→ Required task: Add 34 to every x and y coordinate in the answers, and write out the listing again from the line containing "For every instance of the sheep's front" down to the line containing "x=124, y=174", keeping the requests.

→ Exercise materials:
──────

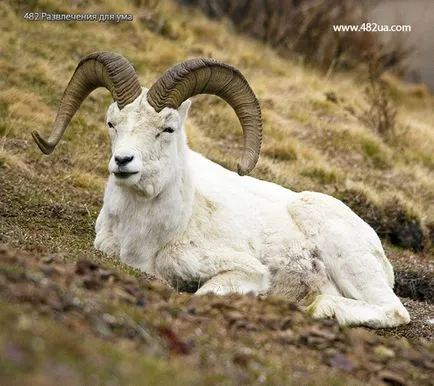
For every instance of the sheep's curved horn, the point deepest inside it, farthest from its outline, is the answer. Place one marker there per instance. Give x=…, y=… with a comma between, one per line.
x=207, y=76
x=99, y=69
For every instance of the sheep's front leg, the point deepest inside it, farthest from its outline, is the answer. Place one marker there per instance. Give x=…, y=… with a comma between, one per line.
x=236, y=282
x=105, y=240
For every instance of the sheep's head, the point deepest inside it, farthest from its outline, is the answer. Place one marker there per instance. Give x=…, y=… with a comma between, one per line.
x=146, y=126
x=147, y=147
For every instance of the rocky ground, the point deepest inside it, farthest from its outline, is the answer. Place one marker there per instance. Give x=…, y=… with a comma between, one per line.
x=71, y=315
x=64, y=318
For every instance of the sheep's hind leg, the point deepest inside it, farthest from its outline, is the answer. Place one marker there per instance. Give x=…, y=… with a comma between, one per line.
x=350, y=312
x=367, y=296
x=235, y=282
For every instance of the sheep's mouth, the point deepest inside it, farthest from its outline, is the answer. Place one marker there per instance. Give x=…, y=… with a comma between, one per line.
x=124, y=174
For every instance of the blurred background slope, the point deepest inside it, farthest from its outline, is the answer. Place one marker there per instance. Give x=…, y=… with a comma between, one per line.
x=337, y=119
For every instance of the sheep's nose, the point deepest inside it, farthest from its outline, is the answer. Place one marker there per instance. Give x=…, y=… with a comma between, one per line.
x=122, y=161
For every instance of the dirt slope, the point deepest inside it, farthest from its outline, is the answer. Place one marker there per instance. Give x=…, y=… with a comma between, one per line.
x=71, y=315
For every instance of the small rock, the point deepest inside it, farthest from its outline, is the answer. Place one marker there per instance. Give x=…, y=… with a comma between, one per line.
x=392, y=378
x=383, y=353
x=285, y=337
x=91, y=283
x=340, y=361
x=83, y=266
x=47, y=259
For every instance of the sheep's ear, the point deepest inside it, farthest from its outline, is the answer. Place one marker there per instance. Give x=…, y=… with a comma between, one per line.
x=183, y=110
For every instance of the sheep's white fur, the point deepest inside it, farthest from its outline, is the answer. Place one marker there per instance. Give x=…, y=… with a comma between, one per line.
x=192, y=222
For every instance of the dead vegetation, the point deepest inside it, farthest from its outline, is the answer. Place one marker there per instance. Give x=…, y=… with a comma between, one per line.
x=304, y=28
x=48, y=208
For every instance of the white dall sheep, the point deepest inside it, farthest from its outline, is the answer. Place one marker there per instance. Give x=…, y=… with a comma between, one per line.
x=175, y=214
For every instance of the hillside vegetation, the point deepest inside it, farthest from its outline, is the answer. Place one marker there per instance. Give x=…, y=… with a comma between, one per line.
x=320, y=133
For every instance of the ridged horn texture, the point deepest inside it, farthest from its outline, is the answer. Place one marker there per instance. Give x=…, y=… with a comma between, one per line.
x=99, y=69
x=207, y=76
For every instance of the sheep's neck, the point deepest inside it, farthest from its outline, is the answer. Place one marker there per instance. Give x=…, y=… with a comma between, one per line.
x=159, y=221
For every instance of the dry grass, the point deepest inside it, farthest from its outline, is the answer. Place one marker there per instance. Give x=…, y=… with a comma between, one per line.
x=303, y=29
x=49, y=205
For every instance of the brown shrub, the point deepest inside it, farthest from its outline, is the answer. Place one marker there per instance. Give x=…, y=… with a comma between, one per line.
x=391, y=220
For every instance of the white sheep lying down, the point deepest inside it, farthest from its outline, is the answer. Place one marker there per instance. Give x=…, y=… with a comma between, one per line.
x=175, y=214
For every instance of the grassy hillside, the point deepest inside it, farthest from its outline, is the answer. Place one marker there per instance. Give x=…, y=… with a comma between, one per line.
x=48, y=207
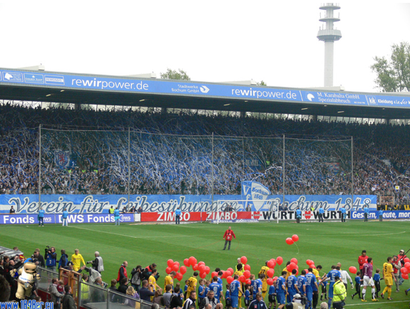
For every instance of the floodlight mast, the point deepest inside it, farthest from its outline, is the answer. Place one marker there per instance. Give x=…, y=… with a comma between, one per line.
x=329, y=35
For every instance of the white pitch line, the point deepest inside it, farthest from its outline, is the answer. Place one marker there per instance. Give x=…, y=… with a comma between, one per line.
x=376, y=303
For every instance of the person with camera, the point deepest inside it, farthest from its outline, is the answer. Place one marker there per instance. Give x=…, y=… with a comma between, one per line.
x=122, y=272
x=136, y=275
x=51, y=258
x=98, y=263
x=339, y=293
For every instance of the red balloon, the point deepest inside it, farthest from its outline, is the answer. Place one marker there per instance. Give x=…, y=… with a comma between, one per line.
x=247, y=274
x=192, y=261
x=353, y=270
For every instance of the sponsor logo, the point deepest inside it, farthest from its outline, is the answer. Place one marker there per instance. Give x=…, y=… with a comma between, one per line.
x=12, y=77
x=204, y=89
x=34, y=78
x=54, y=80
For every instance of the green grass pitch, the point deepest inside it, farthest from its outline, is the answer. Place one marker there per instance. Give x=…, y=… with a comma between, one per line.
x=325, y=243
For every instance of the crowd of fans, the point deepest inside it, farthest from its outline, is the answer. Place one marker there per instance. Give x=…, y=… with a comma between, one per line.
x=88, y=152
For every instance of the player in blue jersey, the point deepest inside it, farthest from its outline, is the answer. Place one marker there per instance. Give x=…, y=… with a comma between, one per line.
x=272, y=297
x=331, y=276
x=117, y=216
x=41, y=213
x=311, y=285
x=235, y=289
x=302, y=283
x=216, y=288
x=292, y=286
x=281, y=290
x=257, y=286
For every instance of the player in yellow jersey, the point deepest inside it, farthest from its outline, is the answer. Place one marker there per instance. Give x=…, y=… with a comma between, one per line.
x=264, y=271
x=192, y=282
x=388, y=277
x=288, y=273
x=153, y=286
x=169, y=279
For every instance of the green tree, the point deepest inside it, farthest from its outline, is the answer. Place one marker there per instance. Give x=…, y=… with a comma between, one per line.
x=173, y=74
x=394, y=75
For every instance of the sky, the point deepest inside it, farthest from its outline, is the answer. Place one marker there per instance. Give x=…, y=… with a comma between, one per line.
x=213, y=41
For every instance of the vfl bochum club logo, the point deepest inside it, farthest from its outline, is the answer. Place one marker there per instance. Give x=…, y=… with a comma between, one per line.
x=61, y=158
x=255, y=194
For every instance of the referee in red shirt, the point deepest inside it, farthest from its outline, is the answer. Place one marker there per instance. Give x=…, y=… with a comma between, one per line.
x=228, y=237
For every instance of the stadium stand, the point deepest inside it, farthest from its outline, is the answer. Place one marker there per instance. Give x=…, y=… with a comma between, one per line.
x=171, y=154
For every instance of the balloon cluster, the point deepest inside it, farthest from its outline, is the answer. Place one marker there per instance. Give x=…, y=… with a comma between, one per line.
x=292, y=240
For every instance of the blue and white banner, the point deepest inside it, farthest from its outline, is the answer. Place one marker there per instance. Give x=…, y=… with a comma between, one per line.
x=57, y=218
x=258, y=200
x=149, y=86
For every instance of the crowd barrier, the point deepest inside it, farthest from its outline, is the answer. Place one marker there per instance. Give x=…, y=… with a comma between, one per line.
x=220, y=217
x=96, y=296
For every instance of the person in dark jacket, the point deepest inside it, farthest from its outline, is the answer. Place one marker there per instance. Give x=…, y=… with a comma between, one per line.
x=68, y=300
x=144, y=292
x=63, y=259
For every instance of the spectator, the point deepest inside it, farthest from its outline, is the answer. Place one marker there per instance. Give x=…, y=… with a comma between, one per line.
x=56, y=296
x=145, y=292
x=68, y=300
x=51, y=259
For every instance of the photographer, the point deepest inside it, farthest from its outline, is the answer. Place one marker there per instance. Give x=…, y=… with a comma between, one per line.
x=98, y=263
x=51, y=258
x=136, y=275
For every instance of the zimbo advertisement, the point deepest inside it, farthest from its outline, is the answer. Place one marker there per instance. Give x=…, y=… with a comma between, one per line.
x=182, y=88
x=51, y=204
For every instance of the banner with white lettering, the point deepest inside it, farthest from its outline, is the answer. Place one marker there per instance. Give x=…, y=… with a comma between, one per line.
x=259, y=200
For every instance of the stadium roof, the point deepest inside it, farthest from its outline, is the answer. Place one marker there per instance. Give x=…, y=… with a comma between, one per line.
x=26, y=85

──────

→ Correct answer:
For every instance of the sheep's front leg, the point deepest inside it, farthest from its outline, is the answer. Place one marker there per instance. Give x=…, y=… with a comma between, one per line.
x=270, y=316
x=139, y=274
For every instance of the sheep's head, the point deepest inside it, farthest from its outline, is the answer. Place one marker there per instance. Give x=…, y=… with a comma between, one per line.
x=180, y=160
x=181, y=181
For every instance of the rocky ground, the point deepest inside it, farthest from its outline, is the answer. Place one marker there per instance. Give x=…, y=… with a comma between, one per line.
x=105, y=349
x=98, y=352
For every instance of the sheep's hind leg, the point deepest inside it, farthest from its outline, is the answer. Place one marker there per instance. Give x=…, y=… with a comma between, one per line.
x=384, y=346
x=401, y=330
x=269, y=316
For every instance of the sheep's mouth, the point deepest inside it, farthest from its outline, is the answer. Place one marker there per instance. Give x=…, y=… with a comma between, one per line.
x=158, y=208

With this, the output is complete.